→ **WORK REQUIRED**
Here are some entries; quote each one exactly.

(Beginning of SUPPLIED RECORDS)

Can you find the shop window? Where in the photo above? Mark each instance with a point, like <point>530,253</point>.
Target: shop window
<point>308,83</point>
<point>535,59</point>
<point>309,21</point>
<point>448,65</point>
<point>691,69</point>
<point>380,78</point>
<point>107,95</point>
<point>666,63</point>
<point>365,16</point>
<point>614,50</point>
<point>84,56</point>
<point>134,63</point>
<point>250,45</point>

(End of SUPPLIED RECORDS)

→ **RESPONSE**
Can you find the shop window? Where in the photo above? Mark each instance with a point, like <point>530,253</point>.
Target: shop window
<point>308,83</point>
<point>535,59</point>
<point>309,21</point>
<point>448,65</point>
<point>691,69</point>
<point>380,78</point>
<point>107,95</point>
<point>666,63</point>
<point>365,16</point>
<point>614,50</point>
<point>84,56</point>
<point>134,63</point>
<point>250,45</point>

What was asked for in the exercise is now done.